start DOCUMENT SECTION

Google has engineered Trillium to scale easily, enabling the connection of up to 256 chips in a single pod. This scalability, coupled with Google's Jupiter datacentre network, allows for near-linear scaling of AI training tasks across thousands of chips.

"Trillium can scale up to 256 chips in a single high-bandwidth, low-latency pod using high-speed interchip interconnect. From there, you can scale to hundreds of pods, connecting tens of thousands of chips in a building-scale supercomputer, interconnected by our 13 Petabit per second Jupiter datacentre network," the company says.

"With Multislice software, Trillium enables near linear scaling of performance for training workloads across hundreds of pods. As the most flop-dense TPU to date, Trillium packs 91 exaflops of unprecedented scale in a single TPU cluster. This is four times more than the largest cluster we built with TPU v5p."

Google also claims a 67% increase in energy efficiency compared to previous generations.

While Trillium is a significant step forward for Google's AI hardware, the company is also embracing Nvidia's latest GPU technology.

Google Cloud is introducing A3 Ultra VMs, powered by NVIDIA H200 Tensor Core GPUs. These VMs offer significant performance and memory capacity improvements, making them ideal for demanding AI and HPC workloads.

"We've been using A3 Mega GPUs powered by NVIDIA H100 Tensor Core GPUs on Google Cloud to power our ML services across multiple regions. We are now excited to try out A3 Ultra VMs powered by NVIDIA H200 Tensor Core GPUs, which we expect will further reduce latency and enhance the responsiveness of JetBrains AI Assistant," said Uladzislau Sazanovich, Machine Learning Team Lead, JetBrains.

Google is also investing in software solutions like Hypercompute Cluster, a unified platform for AI training and inference, and Hyperdisk ML and ParallelStore, high-performance storage solutions tailored for AI and HPC workloads.

Moreover, Google Cloud is preparing infrastructure to support NVIDIA's upcoming Blackwell GB200 NVL72 GPUs, which hyperscalers are expected to adopt in early 2025. When released, these GPUs will integrate with Google's Axion-processor-based VM series, using Google's custom Arm processors.

end DOCUMENT SECTION

- [REQUIRED TASKS]
**1.** Using the passage on Google's AI hardware above, answer each question on its own line:
(a) How many chips can Trillium connect in a single pod?
(b) What percentage increase in energy efficiency does Google claim over previous generations?
(c) Which GPUs power the A3 Ultra VMs?
**2.** Write out the passage on Google's AI hardware above word for word, from "Google Cloud is introducing" to "demanding AI and HPC workloads.".

start DATASET EXTRACT

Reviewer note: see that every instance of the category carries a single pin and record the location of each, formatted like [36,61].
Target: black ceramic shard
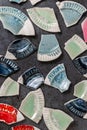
[7,67]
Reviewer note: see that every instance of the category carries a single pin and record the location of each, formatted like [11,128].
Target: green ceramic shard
[75,46]
[9,88]
[56,119]
[32,105]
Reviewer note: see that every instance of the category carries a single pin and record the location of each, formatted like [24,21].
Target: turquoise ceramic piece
[49,48]
[71,12]
[57,78]
[16,21]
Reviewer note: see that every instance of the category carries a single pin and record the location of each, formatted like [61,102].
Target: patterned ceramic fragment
[20,49]
[24,127]
[56,119]
[31,78]
[81,64]
[32,105]
[78,107]
[71,12]
[9,88]
[49,48]
[9,114]
[44,18]
[80,90]
[75,46]
[16,21]
[7,67]
[57,78]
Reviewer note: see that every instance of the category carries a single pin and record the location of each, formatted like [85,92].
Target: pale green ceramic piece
[56,119]
[75,46]
[44,18]
[32,105]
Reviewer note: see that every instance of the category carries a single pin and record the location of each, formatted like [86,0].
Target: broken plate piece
[75,46]
[16,21]
[56,119]
[44,18]
[49,48]
[81,64]
[20,49]
[9,114]
[78,107]
[32,105]
[9,88]
[57,78]
[80,90]
[7,67]
[71,12]
[31,78]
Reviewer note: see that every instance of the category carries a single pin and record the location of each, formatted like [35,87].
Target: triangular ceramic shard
[9,88]
[71,12]
[75,46]
[57,78]
[9,114]
[16,21]
[44,18]
[81,64]
[24,127]
[20,49]
[80,90]
[49,48]
[7,67]
[32,105]
[31,78]
[56,119]
[78,107]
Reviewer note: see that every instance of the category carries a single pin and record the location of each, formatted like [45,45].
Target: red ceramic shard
[9,114]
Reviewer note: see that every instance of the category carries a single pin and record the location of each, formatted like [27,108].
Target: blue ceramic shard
[71,12]
[31,78]
[7,67]
[78,107]
[49,48]
[16,21]
[20,49]
[57,78]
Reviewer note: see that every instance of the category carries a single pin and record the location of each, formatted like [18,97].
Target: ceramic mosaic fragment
[7,67]
[16,21]
[75,46]
[49,48]
[71,12]
[9,114]
[9,88]
[44,18]
[31,78]
[20,49]
[56,119]
[32,105]
[78,107]
[57,78]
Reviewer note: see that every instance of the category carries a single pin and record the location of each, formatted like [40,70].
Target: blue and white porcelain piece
[57,78]
[20,49]
[16,21]
[49,48]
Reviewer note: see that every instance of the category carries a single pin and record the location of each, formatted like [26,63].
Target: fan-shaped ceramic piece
[56,119]
[49,48]
[75,46]
[9,114]
[20,49]
[32,105]
[71,12]
[16,21]
[57,78]
[44,18]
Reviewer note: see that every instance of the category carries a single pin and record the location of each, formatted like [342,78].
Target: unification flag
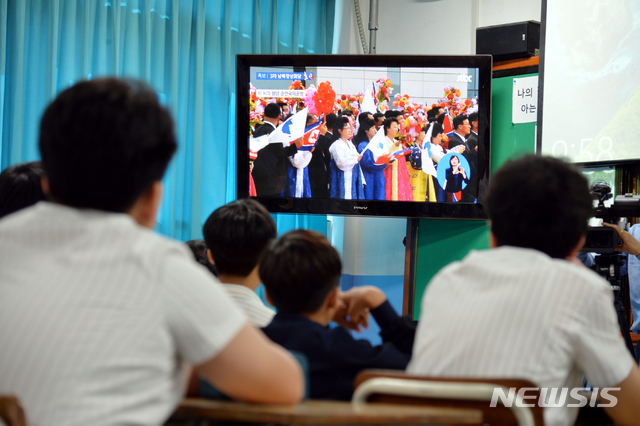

end DATASET EXTRACT

- [FULL SOLUTIONS]
**1.**
(a) Up to 256 chips.
(b) 67%.
(c) NVIDIA H200 Tensor Core GPUs.

**2.**
Google Cloud is introducing A3 Ultra VMs, powered by NVIDIA H200 Tensor Core GPUs. These VMs offer significant performance and memory capacity improvements, making them ideal for demanding AI and HPC workloads.